CONSIGNE 1: Traduisez en anglais, s'il vous plaît, cette phrase de l'entretien sur la crise algérienne : « La fuite des capitaux vers l’étranger est déjà énorme, ce qui nous rapproche d’autant du collapsus de l’économie. »
CONSIGNE 2: Reproduisez sans rien changer le passage de l'entretien sur la crise algérienne qui s'ouvre sur les mots contenant « Bouteflika et son » et se clôt sur « corrompu du pays. ».

EXTRAIT DU DOCUMENT:
####

Boualem Sansal : « Si la crise algérienne dure trop longtemps, il n’y aura que des perdants »

Avec son verbe percutant et sa pensée révoltée, Boualem Sansal livre à lobservateur.info le fond de sa pensée concernant la révolution algérienne en cours.

Propos recueillis par Mohammed Zainabi 

Lobservateur.info : Quel est votre sentiment après la décision du Président Abdelaziz Bouteflika de ne pas briguer un 5emandat ?

Boualem Sansal :  Bouteflika dit aux Algériens : « Je vous ai compris, je renonce au 5emandat mais je reste au pouvoir le temps de régler certaines affaires et de choisir mon successeur ». Il ne dit pas combien de temps cela lui prendra, 6 mois, 2 ans, 10 ans ?

Cet homme est ainsi fait, toute sa vie, il n’a jamais cessé de grappiller tout ce qu’il peut grappiller. Avant de mourir, il va nous rendre fous.

Qu’est-ce que cette décision changera dans la situation que vit actuellement l’Algérie ?

Bouteflika et son système font comme si le peuple n’existait pas et continuent à gouverner comme s’il ne s’était rien passé. Et les manifestants font eux aussi comme si le pouvoir n’existait plus, ils occupent tout le terrain… La suite est simple : l’un ou l’autre devra céder et partir. Le chef de l’armée qui soutenait Bouteflika change de discours, il se dit proche des manifestants. Dans sa bouche, c’est une insulte, il est le Système incarné et l’homme le plus corrompu du pays.

Quelle serait la solution, selon l’intellectuel militant que vous êtes, pour une réelle sortie de crise en Algérie ?

Il n’y a que deux voies pour résoudre la crise : ou le régime cède et s’en va, ou les manifestants cèdent et rentrent chez eux. Le divorce est prononcé, il est définitif, il n’y a pas de retour possible.Mais si la crise dure trop longtemps, il n’y aura que des perdants, l’économie est au bord de la faillite, elle va s’effondrer et nous emporter tous. La fuite des capitaux vers l’étranger est déjà énorme, ce qui nous rapproche d’autant du collapsus de l’économie.

####

DONNÉES:
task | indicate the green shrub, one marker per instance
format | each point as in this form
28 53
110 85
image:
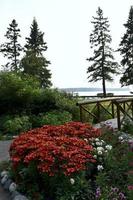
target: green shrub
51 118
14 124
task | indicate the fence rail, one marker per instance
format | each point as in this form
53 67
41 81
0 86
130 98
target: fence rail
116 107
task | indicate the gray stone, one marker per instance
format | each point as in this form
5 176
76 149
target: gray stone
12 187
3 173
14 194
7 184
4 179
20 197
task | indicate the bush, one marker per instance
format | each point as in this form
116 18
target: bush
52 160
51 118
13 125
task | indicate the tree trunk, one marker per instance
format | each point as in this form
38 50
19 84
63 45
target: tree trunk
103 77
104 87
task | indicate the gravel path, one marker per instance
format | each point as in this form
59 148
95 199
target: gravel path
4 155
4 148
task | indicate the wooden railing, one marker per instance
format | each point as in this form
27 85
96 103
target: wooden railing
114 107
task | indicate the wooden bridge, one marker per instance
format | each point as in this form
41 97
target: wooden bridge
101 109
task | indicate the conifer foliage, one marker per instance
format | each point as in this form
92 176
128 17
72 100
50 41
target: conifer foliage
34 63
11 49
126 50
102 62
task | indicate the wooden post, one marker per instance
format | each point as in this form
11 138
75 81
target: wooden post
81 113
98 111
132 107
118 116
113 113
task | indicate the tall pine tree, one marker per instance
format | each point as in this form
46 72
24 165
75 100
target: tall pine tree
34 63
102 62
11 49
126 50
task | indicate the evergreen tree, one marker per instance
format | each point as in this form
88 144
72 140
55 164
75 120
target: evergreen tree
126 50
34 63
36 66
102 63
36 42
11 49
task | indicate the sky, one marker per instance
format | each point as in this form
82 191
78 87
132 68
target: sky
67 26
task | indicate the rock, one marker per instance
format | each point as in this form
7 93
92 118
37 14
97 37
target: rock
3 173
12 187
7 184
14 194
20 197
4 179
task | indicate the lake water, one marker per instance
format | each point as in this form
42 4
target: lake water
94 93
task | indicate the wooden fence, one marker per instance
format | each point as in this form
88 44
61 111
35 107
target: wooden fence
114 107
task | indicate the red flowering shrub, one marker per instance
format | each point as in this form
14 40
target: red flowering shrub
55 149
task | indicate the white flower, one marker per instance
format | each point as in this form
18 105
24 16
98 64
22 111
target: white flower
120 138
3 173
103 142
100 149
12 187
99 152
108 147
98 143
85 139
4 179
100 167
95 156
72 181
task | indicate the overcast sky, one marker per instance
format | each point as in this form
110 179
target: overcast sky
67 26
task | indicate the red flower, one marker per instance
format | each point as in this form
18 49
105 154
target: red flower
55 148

####

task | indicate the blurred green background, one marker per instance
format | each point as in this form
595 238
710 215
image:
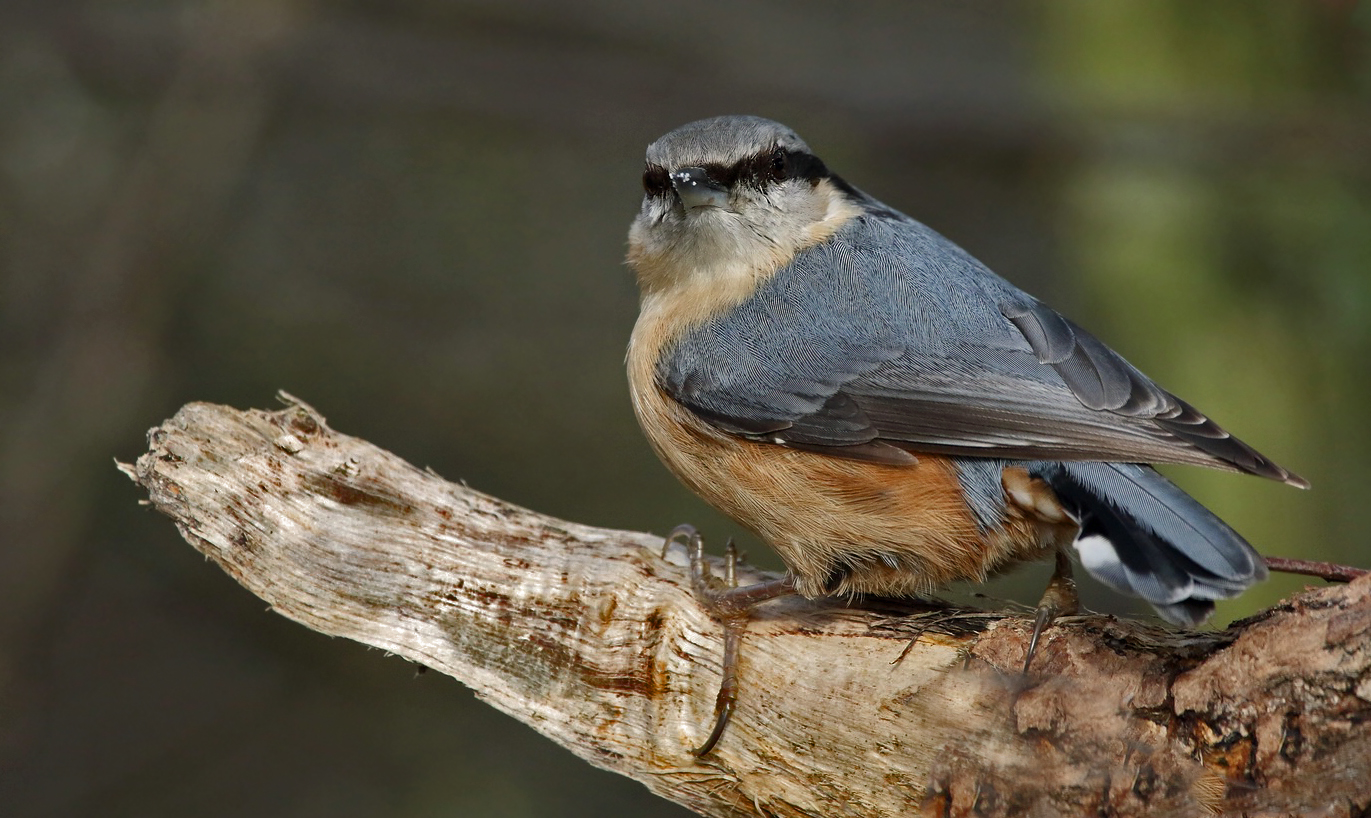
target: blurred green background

####

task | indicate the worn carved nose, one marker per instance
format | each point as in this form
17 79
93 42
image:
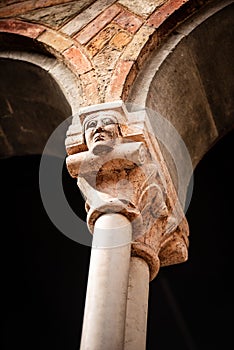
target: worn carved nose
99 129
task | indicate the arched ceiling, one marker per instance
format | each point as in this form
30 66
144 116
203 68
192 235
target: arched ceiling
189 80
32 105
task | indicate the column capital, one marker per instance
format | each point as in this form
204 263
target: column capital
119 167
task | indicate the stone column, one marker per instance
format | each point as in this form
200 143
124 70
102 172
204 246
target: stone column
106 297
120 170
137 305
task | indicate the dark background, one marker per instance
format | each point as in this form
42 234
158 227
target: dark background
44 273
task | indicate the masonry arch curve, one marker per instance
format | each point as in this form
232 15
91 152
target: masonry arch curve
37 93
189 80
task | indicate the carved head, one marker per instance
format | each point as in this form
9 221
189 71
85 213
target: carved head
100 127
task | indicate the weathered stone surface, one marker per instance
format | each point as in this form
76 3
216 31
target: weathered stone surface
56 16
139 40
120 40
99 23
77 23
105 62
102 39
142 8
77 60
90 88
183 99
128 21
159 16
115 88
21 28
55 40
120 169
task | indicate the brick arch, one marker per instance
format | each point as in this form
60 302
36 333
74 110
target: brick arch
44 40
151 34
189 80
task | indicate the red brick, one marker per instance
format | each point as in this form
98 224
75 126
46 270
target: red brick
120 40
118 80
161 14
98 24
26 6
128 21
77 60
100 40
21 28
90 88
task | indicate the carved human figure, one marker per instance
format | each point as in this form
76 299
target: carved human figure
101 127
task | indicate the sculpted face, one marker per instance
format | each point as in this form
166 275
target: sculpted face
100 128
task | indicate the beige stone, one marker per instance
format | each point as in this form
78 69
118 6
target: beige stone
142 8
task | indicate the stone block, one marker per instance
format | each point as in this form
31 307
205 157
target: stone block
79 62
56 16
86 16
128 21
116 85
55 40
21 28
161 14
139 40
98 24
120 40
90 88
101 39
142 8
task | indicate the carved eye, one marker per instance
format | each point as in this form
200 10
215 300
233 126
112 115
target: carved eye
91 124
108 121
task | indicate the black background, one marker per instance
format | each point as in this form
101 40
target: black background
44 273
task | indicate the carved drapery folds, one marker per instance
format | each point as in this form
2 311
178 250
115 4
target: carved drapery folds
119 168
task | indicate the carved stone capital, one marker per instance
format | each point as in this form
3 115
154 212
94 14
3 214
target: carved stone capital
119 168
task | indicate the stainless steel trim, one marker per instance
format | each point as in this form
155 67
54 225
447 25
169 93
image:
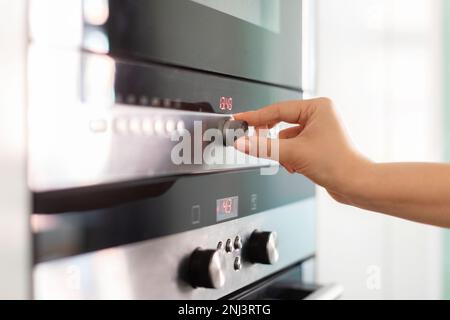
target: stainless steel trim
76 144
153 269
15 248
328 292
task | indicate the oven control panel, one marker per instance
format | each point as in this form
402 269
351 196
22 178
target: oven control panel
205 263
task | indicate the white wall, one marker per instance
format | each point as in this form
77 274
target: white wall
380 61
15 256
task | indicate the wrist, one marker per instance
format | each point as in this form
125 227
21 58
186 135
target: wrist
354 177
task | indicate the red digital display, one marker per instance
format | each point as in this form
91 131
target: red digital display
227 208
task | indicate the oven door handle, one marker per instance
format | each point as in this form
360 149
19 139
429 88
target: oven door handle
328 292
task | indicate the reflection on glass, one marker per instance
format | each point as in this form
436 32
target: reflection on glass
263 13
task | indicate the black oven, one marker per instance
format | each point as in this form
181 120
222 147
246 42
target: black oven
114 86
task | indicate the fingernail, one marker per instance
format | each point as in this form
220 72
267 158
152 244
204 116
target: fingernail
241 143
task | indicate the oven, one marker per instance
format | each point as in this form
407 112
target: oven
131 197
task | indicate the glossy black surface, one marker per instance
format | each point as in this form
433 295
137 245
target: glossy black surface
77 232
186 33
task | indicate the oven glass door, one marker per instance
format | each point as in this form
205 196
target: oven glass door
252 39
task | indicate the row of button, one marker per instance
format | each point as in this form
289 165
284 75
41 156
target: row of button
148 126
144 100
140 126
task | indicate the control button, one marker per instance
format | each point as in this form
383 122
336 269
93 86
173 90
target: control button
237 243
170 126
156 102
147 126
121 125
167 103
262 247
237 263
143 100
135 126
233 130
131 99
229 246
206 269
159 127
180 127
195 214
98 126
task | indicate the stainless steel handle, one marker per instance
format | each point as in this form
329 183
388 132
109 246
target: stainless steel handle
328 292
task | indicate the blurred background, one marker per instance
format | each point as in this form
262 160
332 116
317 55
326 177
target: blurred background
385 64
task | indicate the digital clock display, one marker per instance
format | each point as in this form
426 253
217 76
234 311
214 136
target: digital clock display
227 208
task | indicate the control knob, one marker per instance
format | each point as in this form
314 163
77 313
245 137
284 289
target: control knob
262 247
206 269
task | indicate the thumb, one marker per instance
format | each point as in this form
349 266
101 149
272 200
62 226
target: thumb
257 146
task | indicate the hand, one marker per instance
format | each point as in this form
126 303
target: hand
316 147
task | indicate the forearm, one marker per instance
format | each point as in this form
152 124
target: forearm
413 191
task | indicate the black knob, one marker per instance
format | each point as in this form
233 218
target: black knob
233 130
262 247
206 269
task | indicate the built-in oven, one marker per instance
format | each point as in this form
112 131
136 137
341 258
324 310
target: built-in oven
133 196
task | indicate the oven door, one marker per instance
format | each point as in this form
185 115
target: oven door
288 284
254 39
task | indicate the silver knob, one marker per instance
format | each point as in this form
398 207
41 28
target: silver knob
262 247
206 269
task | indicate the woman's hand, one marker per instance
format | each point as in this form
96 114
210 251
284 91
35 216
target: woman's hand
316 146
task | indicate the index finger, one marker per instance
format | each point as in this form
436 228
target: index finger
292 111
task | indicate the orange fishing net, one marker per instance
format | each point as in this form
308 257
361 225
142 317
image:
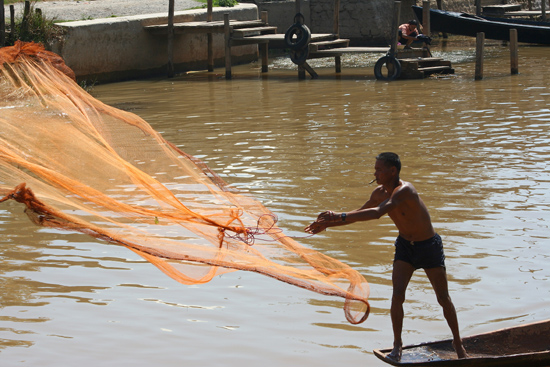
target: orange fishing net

####

RÉSULTAT ATTENDU 1: The flight of capital abroad is already enormous, which brings us that much closer to the collapse of the economy.

RÉSULTAT ATTENDU 2:
Bouteflika et son système font comme si le peuple n’existait pas et continuent à gouverner comme s’il ne s’était rien passé. Et les manifestants font eux aussi comme si le pouvoir n’existait plus, ils occupent tout le terrain… La suite est simple : l’un ou l’autre devra céder et partir. Le chef de l’armée qui soutenait Bouteflika change de discours, il se dit proche des manifestants. Dans sa bouche, c’est une insulte, il est le Système incarné et l’homme le plus corrompu du pays.